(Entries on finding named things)

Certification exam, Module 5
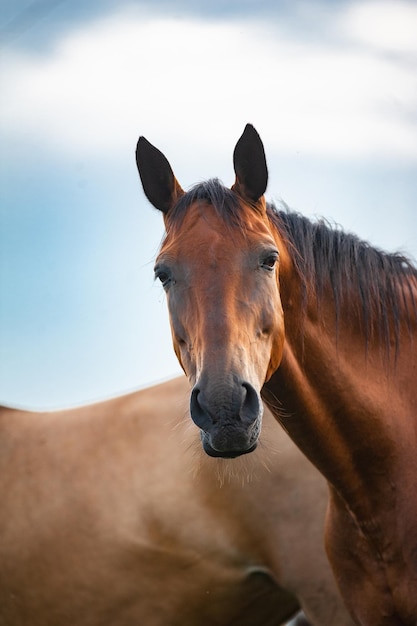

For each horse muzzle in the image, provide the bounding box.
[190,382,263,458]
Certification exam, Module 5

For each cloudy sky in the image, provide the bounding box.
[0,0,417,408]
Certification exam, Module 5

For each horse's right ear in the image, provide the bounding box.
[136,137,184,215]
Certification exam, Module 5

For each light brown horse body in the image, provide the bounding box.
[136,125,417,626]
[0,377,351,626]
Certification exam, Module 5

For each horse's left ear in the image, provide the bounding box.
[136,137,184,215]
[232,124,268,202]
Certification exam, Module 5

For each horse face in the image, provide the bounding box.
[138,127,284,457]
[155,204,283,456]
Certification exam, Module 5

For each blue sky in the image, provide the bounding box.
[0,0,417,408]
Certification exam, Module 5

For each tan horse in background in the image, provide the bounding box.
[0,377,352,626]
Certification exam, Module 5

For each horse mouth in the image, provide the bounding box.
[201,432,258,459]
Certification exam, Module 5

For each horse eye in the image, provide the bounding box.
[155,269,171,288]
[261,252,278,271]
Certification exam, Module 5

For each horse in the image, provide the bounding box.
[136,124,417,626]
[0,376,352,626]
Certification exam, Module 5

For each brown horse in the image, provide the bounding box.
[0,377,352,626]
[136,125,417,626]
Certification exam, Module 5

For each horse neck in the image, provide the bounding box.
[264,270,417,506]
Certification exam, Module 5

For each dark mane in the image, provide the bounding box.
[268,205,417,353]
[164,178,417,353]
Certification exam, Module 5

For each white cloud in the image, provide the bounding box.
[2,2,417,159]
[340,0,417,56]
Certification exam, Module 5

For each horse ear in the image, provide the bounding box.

§ Aim of the task
Repeat the items word for word from the very start through the line containing "[0,377,351,626]", including that line, and leave out the pictures.

§ Result below
Certification exam, Module 5

For each horse muzzle in the image, provide the bounding box.
[190,382,263,458]
Certification exam, Module 5

For each cloudy sky in the image, provide the bounding box.
[0,0,417,408]
Certification exam, Module 5

For each horse's right ear in the image, provide the bounding box.
[136,137,184,215]
Certification exam, Module 5

For each light brown horse body in the image, provide the bounding box.
[136,125,417,626]
[0,377,351,626]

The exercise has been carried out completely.